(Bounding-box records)
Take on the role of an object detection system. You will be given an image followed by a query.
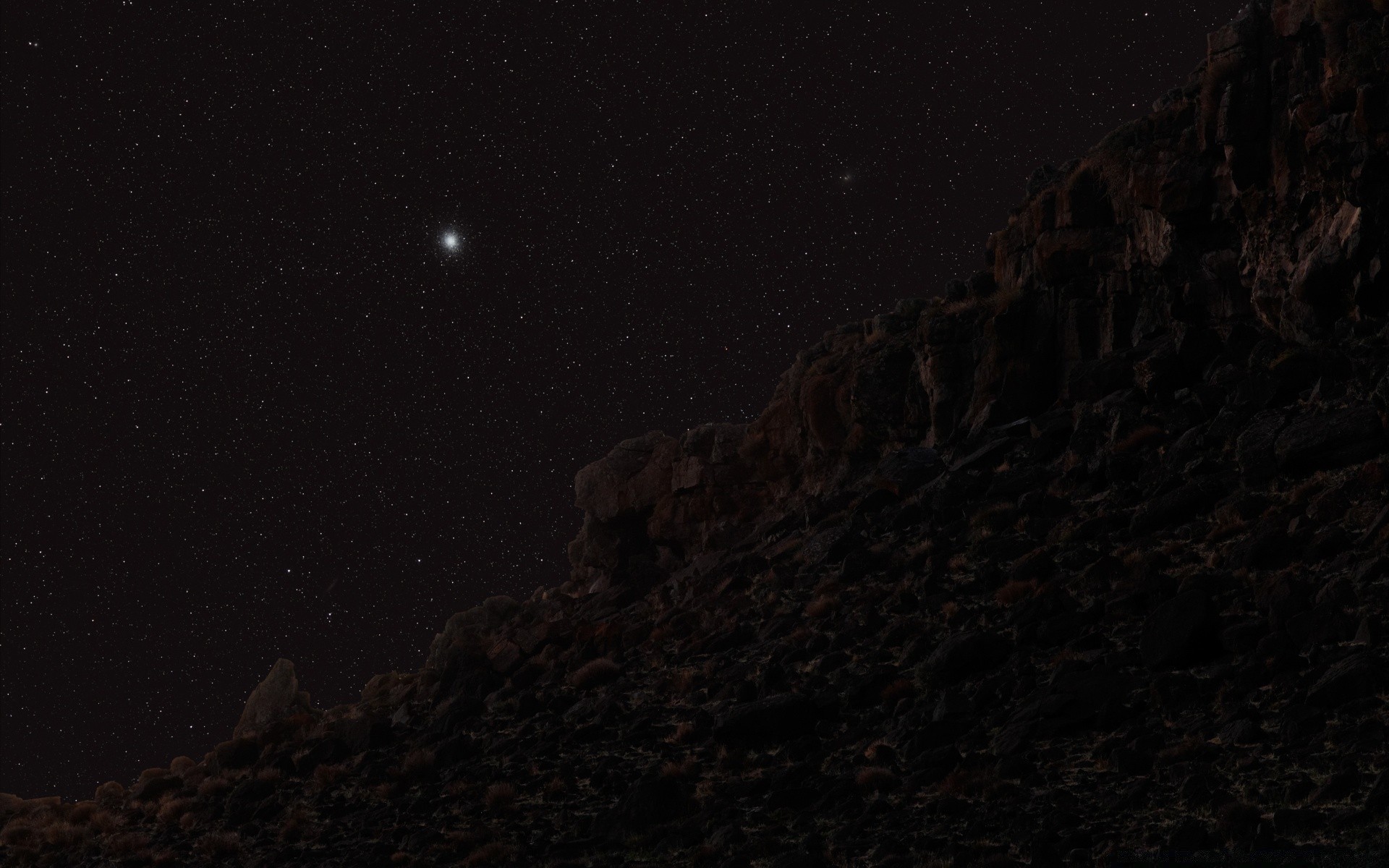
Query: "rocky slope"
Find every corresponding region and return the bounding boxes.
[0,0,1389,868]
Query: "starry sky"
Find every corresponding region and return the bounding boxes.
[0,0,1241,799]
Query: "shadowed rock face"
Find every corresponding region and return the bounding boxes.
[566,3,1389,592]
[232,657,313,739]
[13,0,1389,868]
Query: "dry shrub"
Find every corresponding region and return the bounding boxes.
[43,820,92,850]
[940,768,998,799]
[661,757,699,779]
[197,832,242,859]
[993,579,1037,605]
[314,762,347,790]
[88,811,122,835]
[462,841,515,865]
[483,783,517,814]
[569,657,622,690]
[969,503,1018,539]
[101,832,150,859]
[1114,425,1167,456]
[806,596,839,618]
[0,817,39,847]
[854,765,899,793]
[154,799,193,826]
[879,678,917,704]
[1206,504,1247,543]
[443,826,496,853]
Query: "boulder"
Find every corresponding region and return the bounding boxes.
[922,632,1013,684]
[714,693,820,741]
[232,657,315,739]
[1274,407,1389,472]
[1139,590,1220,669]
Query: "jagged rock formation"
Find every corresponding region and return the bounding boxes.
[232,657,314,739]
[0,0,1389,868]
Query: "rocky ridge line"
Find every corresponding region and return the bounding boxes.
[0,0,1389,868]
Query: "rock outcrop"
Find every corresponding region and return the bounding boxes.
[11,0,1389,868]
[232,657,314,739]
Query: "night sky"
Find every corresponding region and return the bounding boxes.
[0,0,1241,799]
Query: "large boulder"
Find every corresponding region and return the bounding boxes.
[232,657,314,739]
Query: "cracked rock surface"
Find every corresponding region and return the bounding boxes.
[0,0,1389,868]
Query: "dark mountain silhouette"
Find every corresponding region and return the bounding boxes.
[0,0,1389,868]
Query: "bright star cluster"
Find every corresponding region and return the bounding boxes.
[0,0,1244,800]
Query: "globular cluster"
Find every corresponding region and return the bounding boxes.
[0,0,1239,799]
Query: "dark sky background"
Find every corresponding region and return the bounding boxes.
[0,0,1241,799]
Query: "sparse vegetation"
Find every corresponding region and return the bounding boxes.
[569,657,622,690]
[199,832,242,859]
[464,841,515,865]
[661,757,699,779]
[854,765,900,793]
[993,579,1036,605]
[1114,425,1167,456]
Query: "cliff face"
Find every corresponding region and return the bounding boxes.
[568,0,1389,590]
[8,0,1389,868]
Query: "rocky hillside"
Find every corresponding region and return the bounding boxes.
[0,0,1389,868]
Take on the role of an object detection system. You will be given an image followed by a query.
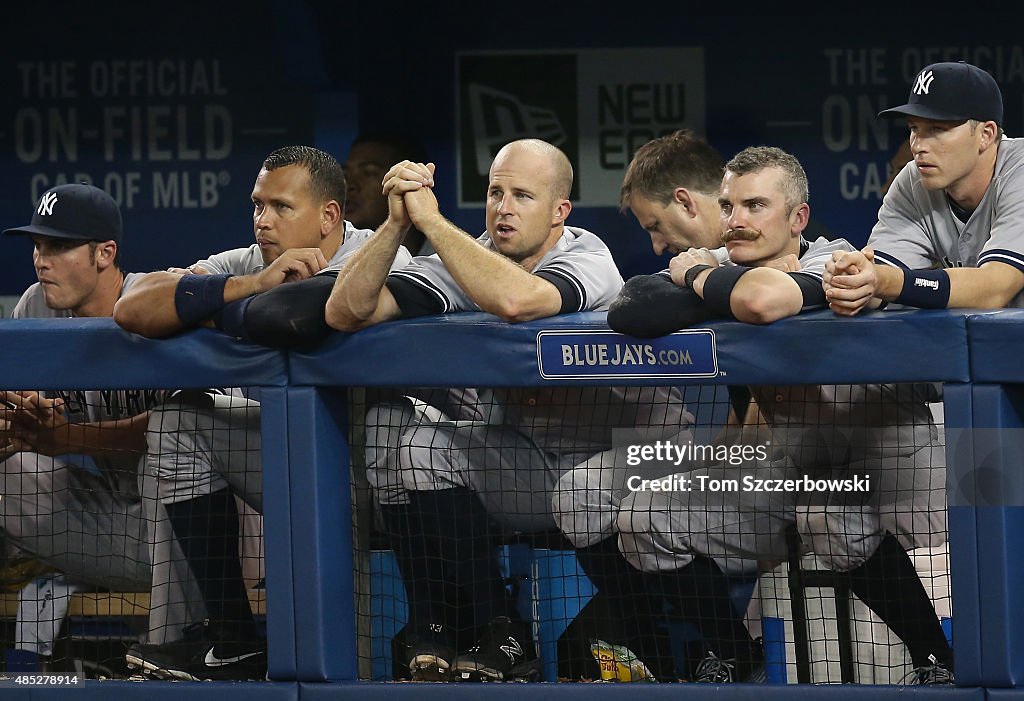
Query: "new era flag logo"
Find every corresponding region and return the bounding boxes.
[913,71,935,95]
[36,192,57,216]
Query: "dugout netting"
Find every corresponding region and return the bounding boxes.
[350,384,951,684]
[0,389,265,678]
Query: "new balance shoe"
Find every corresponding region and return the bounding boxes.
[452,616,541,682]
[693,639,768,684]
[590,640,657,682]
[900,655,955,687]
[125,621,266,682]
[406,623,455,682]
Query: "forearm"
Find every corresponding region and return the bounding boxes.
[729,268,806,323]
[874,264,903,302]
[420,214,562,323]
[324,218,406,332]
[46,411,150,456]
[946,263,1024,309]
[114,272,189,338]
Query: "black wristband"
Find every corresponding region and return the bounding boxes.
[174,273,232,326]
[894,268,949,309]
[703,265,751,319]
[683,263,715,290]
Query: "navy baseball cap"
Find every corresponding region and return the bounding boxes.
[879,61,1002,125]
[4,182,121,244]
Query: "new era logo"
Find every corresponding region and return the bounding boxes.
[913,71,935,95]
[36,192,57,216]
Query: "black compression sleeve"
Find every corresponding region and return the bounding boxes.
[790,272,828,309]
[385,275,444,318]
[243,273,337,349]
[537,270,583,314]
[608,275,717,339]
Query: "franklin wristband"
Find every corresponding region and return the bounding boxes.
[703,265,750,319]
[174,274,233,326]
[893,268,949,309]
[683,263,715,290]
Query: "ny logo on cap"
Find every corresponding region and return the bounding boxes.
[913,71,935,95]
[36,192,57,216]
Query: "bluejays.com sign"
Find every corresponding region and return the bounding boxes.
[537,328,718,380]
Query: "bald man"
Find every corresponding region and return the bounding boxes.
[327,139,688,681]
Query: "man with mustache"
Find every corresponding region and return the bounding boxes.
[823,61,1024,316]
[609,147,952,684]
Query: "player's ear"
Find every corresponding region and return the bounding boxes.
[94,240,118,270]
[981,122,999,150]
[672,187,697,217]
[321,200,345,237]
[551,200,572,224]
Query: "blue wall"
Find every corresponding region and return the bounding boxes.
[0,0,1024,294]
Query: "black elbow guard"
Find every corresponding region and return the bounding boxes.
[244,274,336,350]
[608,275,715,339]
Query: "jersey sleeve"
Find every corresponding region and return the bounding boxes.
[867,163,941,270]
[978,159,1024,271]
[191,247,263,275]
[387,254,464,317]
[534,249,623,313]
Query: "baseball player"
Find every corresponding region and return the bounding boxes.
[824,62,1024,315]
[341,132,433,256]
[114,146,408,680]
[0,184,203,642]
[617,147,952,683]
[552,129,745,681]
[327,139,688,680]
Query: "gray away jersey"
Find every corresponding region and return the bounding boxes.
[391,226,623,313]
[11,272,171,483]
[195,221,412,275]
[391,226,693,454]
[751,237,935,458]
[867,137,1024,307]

* **Task directions**: Revise the records by replacing "corresponding region" with "matching region" throughout, changing nothing else. Leave the pictures out of your answer.

* **Response for this exercise**:
Take on the role of an object detection system. You will be given an image followed by a query.
Query: "rocky slope"
Find every matching region and return the bounding boxes.
[0,0,1389,868]
Query: "starry sky"
Find every matching region and return the bounding boxes.
[0,0,1241,799]
Query: "shadowed rock face"
Find every matching region and return the bounding boxes.
[566,3,1389,592]
[232,657,313,739]
[13,0,1389,868]
Query: "dry shrub"
Find every matching region and return the bounding boxes.
[43,820,92,850]
[940,768,998,799]
[661,757,699,779]
[197,832,242,859]
[993,579,1037,605]
[314,762,347,790]
[88,811,122,835]
[462,841,515,865]
[483,783,517,814]
[569,657,622,690]
[969,503,1018,539]
[101,832,150,859]
[1114,425,1167,456]
[806,596,839,618]
[0,817,39,847]
[854,765,899,793]
[154,799,193,826]
[879,678,917,704]
[1206,504,1247,543]
[443,826,496,853]
Query: "boulder"
Find every matching region and return the bounding boxes.
[922,632,1013,684]
[714,693,820,741]
[232,657,315,739]
[1274,407,1389,472]
[1139,590,1220,669]
Query: "jagged rock formation"
Find every matching region and return the bounding boxes.
[232,657,314,739]
[0,0,1389,868]
Query: "rocky ridge line"
Find every matching region and return the bounding boxes.
[0,0,1389,868]
Query: "rock outcrop"
Find every matching region and return the bounding boxes.
[11,0,1389,868]
[232,657,314,739]
Query: "night sky"
Find every matching region and return the bounding boxes.
[0,0,1241,799]
Query: "large boulder"
Find every matching region and return the bounding boxes.
[232,657,314,739]
Query: "cracked rock surface"
Find every matching region and return the bounding boxes.
[0,0,1389,868]
Query: "dark mountain silhouette"
Find every matching region and return the bounding boxes.
[0,0,1389,868]
Query: "bright star cluster"
Find every matching region and return the bounding boxes.
[0,0,1244,800]
Query: "globular cluster"
Find every matching region and return the bounding boxes.
[0,0,1239,799]
Query: "dark sky background"
Find every matching region and return the bounding boxes.
[0,0,1241,799]
Query: "sparse vegetation"
Find every matching region and return the bounding boxes.
[569,657,622,690]
[199,832,242,859]
[464,841,515,865]
[661,757,699,779]
[854,765,900,793]
[993,579,1036,605]
[1114,425,1167,456]
Query: "cliff face"
Find every matching region and return the bounding boxes.
[568,0,1389,590]
[8,0,1389,868]
Query: "rocky hillside"
Find every matching region and return the bounding boxes.
[0,0,1389,868]
Take on the role of an object detection system. You will be given an image followed by a query.
Query: "new era flag logo"
Find every matching region and return the bounding boxes.
[913,71,935,95]
[36,192,57,216]
Query: "dugout netting"
Find every matching region and return the bounding boxes.
[350,384,951,684]
[0,389,265,678]
Query: "new balance shoe"
Find every matching region and return the bounding boxes.
[452,616,541,682]
[693,639,768,684]
[590,640,657,682]
[900,655,955,687]
[125,621,266,682]
[406,623,455,682]
Query: "forearm"
Find every matching region and return the bounding boxes.
[729,268,806,323]
[874,264,903,302]
[420,214,562,323]
[324,218,406,332]
[46,411,150,456]
[946,263,1024,309]
[114,272,189,338]
Query: "black wristband"
Find every matching region and return the bounding boxes.
[174,273,232,326]
[894,268,949,309]
[703,265,751,319]
[683,263,715,290]
Query: "navy baseball cap"
Find every matching region and return the bounding boxes.
[879,61,1002,125]
[4,182,121,244]
Query: "new era logo"
Find every matching region and return the bounding boxes.
[913,71,935,95]
[36,192,57,216]
Query: "black compression sleeve"
Find every matching region and return the bounding boxes.
[790,272,828,309]
[385,275,444,318]
[243,273,337,349]
[537,270,583,314]
[608,275,717,339]
Query: "franklin wristband"
Find every matching region and return the bounding boxes.
[703,265,750,319]
[174,274,233,326]
[893,268,949,309]
[683,263,715,290]
Query: "ny logo on cap"
Find every matching region and return the bounding boxes.
[913,71,935,95]
[36,192,57,216]
Query: "bluejays.com sign"
Find every matching region and return the bounding boxes.
[537,328,718,380]
Query: "bald man"
Find every matching region and return the bounding boxes.
[327,139,688,681]
Query: "man with mustache"
Find every matching region and return the bounding boxes.
[823,61,1024,316]
[609,147,952,684]
Query: "player's ear"
Find every matching region and return the bounding boxes.
[94,240,118,270]
[981,122,999,150]
[672,187,697,217]
[321,200,345,237]
[551,200,572,224]
Query: "blue wall"
Find every matching region and return the bounding boxes.
[0,0,1024,294]
Query: "black elbow guard"
Find every matching region and return the bounding boxes.
[244,274,336,350]
[608,275,715,339]
Query: "jersey sleeve"
Find every matching region and return the bounding boxes.
[867,163,941,270]
[978,159,1024,271]
[191,247,263,275]
[387,254,464,317]
[534,249,623,313]
Query: "baseball player"
Find every matching region and return the bounding boxes.
[824,62,1024,315]
[341,132,433,256]
[114,146,408,680]
[0,184,203,642]
[617,147,952,683]
[552,129,745,681]
[327,139,688,680]
Query: "gray away jersey"
Find every matching region and return the bounding boxes.
[391,226,623,313]
[11,272,171,483]
[195,221,412,275]
[391,226,693,454]
[751,237,935,458]
[867,137,1024,307]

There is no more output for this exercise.